§ Region pointing data
----------------------------------------
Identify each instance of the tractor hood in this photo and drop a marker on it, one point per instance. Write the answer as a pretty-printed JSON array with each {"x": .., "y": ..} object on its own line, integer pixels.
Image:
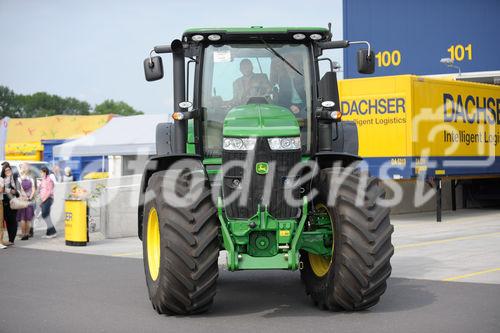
[{"x": 260, "y": 120}]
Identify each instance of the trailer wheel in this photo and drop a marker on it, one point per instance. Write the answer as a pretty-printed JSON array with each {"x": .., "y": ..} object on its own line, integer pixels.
[
  {"x": 180, "y": 247},
  {"x": 355, "y": 276}
]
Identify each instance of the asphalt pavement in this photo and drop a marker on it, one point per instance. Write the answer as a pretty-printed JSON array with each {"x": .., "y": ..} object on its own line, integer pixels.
[{"x": 49, "y": 291}]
----------------------------------------
§ TRY IT
No picture should be included when the data are set down again exactly.

§ WORKED SOLUTION
Identify each instance of the tractor hood in this photo and drop a marker on it, one point per instance. Write the answer as a pretty-printed JSON array with each {"x": .., "y": ..} object on its own line, integer pixels.
Image:
[{"x": 260, "y": 120}]
Identify each instance of the trailer wheel in this photo and drop a marker on it, one point per instance. Write the answer as a pretty-printed JSON array with each {"x": .., "y": ..} object on its own line, integer pixels.
[
  {"x": 180, "y": 247},
  {"x": 355, "y": 276}
]
Identify each instance of the asphalt pavement in this photo and drop a marker on it, one point per instance. Write the answer as a pretty-printed JSON array with each {"x": .., "y": ..} object on its own line, integer pixels.
[{"x": 49, "y": 291}]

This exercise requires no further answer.